## [Data supplied]
▬▬▬▬▬▬

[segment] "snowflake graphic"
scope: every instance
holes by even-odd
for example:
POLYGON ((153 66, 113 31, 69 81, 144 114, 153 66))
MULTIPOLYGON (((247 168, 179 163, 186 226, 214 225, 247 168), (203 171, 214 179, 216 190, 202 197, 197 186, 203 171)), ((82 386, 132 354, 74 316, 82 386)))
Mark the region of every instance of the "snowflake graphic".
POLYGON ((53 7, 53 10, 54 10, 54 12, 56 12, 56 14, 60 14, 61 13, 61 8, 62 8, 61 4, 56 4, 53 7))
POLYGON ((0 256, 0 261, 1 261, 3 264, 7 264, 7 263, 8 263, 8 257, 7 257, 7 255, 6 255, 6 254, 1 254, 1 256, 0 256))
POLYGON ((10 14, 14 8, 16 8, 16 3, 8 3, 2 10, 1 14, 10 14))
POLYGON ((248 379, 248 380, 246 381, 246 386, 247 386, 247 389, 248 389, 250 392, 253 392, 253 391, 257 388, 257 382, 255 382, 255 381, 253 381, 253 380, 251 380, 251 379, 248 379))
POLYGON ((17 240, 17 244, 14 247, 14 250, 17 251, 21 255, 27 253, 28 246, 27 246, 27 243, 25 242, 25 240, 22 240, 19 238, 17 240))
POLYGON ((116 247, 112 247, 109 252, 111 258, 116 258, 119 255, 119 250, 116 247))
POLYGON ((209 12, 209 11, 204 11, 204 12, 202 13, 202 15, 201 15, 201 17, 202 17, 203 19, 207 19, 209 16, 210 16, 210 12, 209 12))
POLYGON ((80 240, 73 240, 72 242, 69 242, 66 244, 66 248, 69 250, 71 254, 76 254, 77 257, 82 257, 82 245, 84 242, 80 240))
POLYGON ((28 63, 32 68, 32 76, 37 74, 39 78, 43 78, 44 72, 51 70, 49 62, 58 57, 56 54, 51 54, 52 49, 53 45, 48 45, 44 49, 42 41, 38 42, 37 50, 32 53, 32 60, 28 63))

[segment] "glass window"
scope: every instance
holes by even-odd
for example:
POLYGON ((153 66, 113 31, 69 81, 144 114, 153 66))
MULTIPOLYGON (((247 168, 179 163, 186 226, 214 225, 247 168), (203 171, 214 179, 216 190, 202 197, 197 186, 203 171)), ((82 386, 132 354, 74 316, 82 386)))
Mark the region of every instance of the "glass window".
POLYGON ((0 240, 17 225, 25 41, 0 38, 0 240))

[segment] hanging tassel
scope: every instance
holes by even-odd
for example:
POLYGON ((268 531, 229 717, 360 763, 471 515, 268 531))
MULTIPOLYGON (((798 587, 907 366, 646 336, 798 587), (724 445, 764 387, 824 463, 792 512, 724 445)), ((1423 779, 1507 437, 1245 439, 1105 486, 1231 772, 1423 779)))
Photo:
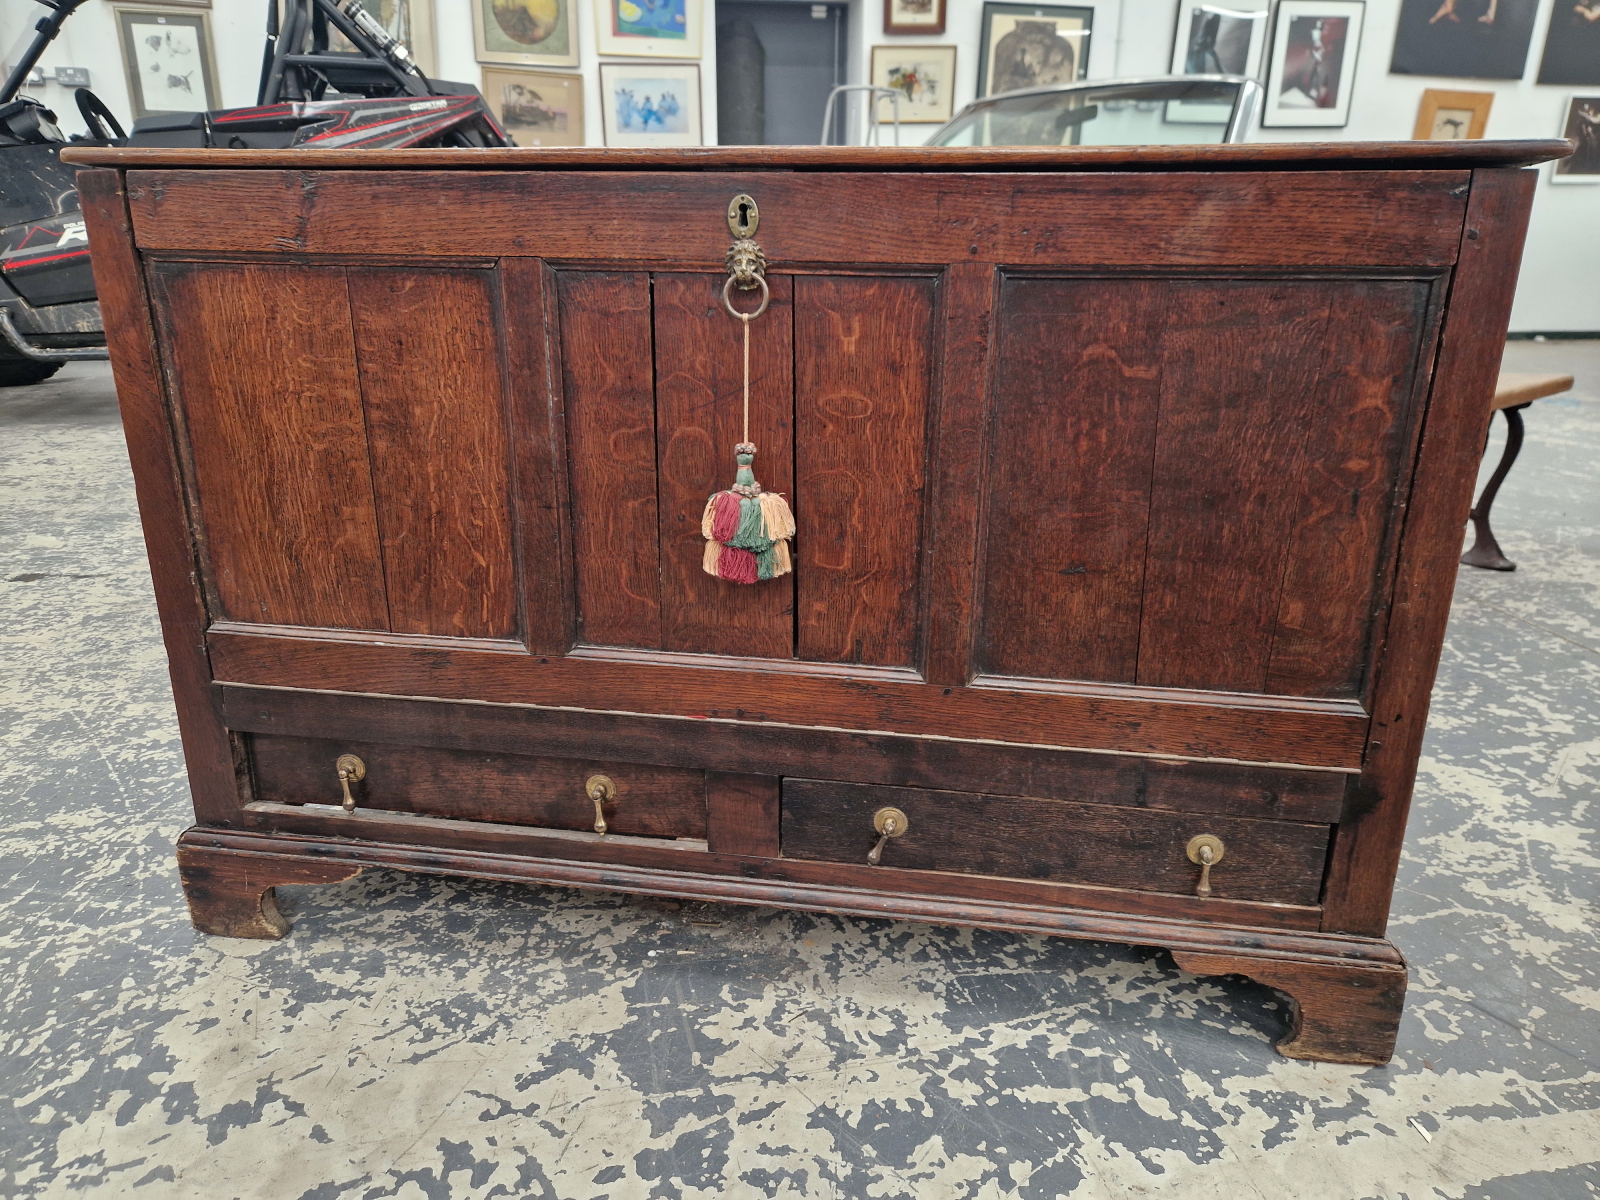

▬▬▬▬▬▬

## [Task description]
Search the preceding listing for the word "segment" and pull out every line that holds it.

## [Expected answer]
[segment] "snowflake graphic"
[segment] "glass window"
[segment] hanging tassel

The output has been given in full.